» Dataset records

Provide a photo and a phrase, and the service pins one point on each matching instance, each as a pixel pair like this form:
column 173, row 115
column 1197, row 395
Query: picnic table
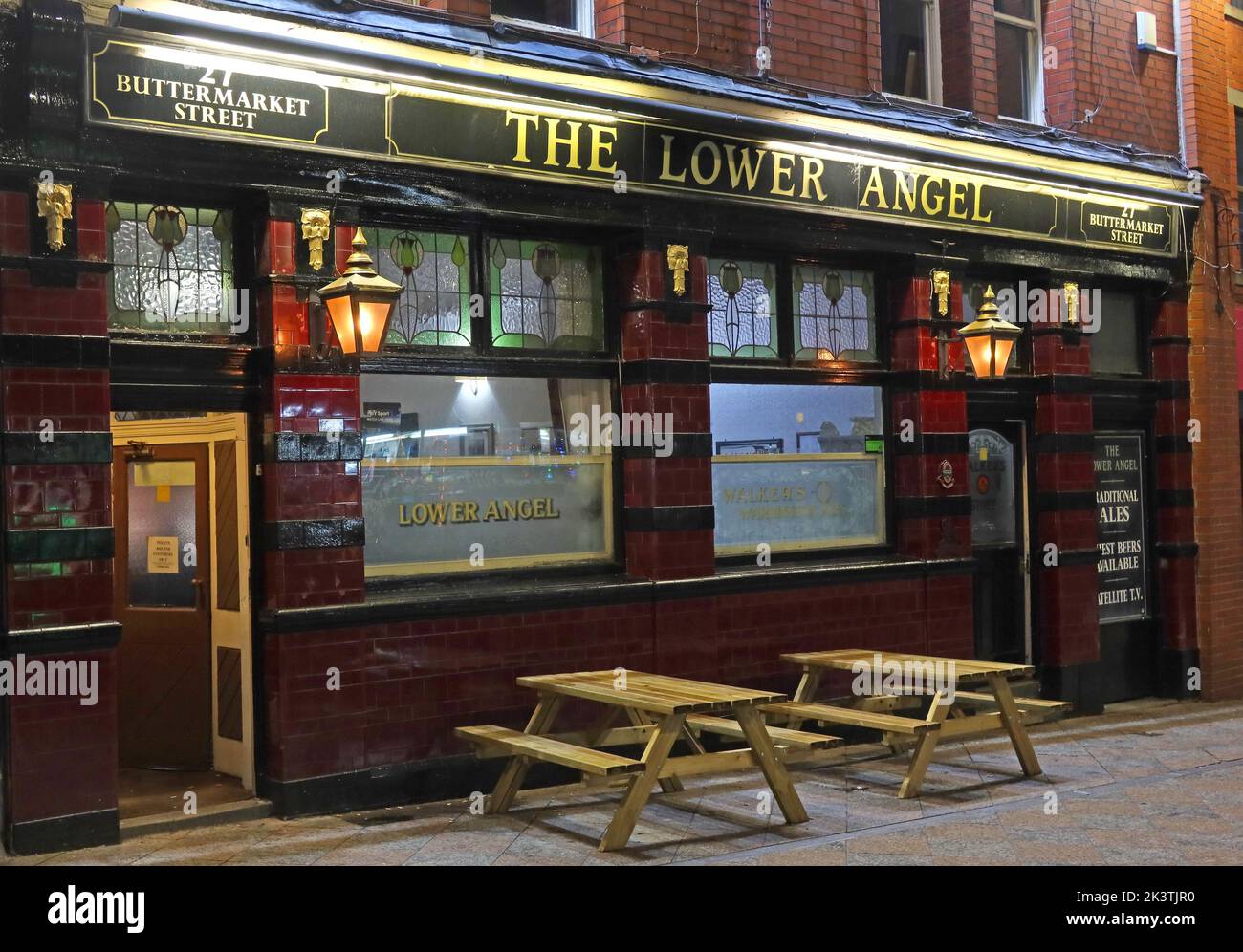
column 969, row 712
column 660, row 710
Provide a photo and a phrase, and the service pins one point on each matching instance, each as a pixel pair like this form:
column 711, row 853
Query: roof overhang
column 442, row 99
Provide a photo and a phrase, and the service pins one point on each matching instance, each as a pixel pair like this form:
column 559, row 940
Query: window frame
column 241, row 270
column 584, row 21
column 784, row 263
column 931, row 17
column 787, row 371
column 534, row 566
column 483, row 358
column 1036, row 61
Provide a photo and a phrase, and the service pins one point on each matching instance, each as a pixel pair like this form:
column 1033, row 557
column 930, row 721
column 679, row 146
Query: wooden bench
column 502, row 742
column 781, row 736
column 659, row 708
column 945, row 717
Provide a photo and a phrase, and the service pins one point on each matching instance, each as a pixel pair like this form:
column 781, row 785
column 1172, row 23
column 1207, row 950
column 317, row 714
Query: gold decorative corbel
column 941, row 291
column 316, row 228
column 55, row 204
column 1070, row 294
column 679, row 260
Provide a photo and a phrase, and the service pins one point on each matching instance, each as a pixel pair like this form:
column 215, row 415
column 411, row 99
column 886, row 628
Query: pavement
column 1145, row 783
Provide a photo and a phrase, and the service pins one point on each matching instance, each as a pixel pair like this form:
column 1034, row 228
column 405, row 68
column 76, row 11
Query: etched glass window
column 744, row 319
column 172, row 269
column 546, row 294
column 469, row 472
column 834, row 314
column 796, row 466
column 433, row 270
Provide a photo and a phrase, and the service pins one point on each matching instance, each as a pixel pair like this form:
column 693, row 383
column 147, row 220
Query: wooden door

* * *

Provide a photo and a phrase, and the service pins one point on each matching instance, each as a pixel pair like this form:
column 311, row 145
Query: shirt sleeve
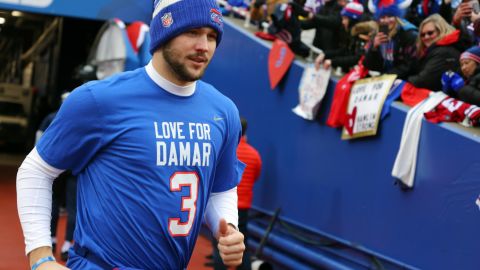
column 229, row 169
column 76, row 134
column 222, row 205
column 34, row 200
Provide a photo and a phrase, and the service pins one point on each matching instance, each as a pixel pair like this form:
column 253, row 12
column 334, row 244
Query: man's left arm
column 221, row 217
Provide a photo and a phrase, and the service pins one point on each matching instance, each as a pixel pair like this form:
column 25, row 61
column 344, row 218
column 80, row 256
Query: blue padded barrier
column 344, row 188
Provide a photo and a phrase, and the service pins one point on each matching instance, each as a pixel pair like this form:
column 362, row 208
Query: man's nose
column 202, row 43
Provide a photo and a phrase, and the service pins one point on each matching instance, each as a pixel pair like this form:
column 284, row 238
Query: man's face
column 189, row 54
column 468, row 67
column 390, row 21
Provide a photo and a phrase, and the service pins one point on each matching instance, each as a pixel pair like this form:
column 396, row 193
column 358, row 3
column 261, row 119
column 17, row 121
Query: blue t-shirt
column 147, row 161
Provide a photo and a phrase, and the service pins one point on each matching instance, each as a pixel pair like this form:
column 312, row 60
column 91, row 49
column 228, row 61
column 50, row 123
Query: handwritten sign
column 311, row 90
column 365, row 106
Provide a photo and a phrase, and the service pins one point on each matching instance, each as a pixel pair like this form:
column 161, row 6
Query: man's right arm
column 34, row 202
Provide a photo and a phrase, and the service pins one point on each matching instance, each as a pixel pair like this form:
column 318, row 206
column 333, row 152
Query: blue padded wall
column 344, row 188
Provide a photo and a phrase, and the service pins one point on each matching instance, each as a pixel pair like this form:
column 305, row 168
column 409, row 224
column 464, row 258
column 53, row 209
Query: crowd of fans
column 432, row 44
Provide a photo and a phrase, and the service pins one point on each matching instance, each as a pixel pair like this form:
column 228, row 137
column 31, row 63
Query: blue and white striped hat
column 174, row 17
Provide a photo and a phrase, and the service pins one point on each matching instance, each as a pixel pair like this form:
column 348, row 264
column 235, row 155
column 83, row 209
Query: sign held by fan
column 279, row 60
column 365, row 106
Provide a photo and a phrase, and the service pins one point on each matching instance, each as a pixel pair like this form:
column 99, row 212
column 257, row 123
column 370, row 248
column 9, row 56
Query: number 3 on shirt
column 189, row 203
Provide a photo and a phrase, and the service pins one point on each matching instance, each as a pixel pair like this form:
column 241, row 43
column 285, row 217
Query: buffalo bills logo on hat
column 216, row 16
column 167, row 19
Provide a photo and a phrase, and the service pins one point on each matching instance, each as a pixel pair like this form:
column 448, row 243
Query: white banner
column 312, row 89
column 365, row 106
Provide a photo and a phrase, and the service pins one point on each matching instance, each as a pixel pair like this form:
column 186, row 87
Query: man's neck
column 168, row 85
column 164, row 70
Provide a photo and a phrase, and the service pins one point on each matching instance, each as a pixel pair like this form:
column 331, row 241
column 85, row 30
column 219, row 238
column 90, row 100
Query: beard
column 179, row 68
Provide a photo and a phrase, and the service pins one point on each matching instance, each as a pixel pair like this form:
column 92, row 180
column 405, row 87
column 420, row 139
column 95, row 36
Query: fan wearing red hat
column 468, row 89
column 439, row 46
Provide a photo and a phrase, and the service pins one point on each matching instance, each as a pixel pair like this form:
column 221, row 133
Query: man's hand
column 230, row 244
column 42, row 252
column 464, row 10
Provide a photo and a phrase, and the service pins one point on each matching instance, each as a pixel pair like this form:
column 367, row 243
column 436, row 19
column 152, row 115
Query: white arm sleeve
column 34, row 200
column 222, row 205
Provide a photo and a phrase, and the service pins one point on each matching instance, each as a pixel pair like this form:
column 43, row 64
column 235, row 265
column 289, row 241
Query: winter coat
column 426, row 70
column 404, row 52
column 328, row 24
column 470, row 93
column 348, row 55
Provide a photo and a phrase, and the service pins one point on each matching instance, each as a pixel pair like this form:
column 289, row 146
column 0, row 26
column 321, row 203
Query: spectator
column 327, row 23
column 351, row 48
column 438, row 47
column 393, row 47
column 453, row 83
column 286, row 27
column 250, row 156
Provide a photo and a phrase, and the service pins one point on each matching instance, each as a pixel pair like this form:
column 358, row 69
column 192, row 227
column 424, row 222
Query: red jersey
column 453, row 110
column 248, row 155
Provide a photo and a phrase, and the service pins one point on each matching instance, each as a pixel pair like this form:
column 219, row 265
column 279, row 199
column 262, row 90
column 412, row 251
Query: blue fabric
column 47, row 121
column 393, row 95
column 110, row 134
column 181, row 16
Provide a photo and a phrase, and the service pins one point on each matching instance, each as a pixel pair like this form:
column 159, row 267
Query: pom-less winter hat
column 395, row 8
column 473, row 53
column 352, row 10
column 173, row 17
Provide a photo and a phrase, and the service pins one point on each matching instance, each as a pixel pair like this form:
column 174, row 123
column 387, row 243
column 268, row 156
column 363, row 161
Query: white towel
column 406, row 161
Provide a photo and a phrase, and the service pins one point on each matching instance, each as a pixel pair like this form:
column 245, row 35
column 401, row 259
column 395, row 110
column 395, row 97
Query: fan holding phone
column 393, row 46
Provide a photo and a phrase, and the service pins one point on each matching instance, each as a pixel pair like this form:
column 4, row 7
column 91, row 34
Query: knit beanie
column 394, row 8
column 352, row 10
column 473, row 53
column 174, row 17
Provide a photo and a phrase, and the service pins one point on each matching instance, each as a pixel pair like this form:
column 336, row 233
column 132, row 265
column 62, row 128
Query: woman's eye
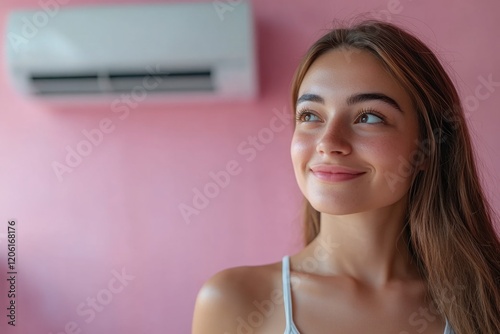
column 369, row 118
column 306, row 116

» Aim of the task
State how many lines of the entries contain the word "winter", giving only the number.

» Reply to the exercise
2